··· TEXTE PROPOSÉ ···
Le Campus Hannah Arendt

Avignon et l’Université : 700 ans d’histoire

Pour concurrencer la création de la Sorbonne, jugée trop proche du pouvoir royal français, le Pape Boniface VIII fonde l’Université d’Avignon le 2 juillet 1303. Elle se développe avec la présence des papes en Avignon, rivalisant avec les universités de Montpellier et d’Aix-en-Provence, jusqu’à accueillir 17 000 étudiants. Puis après le retour des papes à Rome, l’Université centrée sur le Droit perd de son prestige face aux Jésuites et aux séminaires.

À la Révolution Française, la ville est annexée à la France et l’université supprimée, comme toutes les universités françaises, par le décret du 15 septembre 1793.

Avignon redevient universitaire en 1963, par l’ouverture d’un Centre d’enseignement supérieur scientifique, suivi l’année suivante de celle d’un Centre d’enseignement supérieur littéraire. Les deux entités dépendent respectivement de la Faculté des Sciences et de la Faculté des Lettres d’Aix- Marseille.
··· ENREGISTREMENTS DU CORPUS ···
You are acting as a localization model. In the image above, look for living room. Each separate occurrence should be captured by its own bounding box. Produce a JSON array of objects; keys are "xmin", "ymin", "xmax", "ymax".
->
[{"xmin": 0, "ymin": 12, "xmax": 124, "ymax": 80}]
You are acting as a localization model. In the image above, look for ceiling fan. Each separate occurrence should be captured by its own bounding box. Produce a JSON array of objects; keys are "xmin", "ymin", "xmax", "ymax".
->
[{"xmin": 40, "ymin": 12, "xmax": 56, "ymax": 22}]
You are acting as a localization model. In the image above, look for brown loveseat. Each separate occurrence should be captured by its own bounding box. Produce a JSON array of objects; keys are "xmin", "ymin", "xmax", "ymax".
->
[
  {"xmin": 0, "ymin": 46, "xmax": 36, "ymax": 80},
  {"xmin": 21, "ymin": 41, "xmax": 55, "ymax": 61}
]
···
» **SUJET PROPOSÉ**
Recopiez fidèlement le passage du texte sur l’histoire universitaire d’Avignon qui va de « Avignon redevient universitaire » à « Lettres d’Aix- Marseille. ».

» **CORRIGÉ**
Avignon redevient universitaire en 1963, par l’ouverture d’un Centre d’enseignement supérieur scientifique, suivi l’année suivante de celle d’un Centre d’enseignement supérieur littéraire. Les deux entités dépendent respectivement de la Faculté des Sciences et de la Faculté des Lettres d’Aix- Marseille.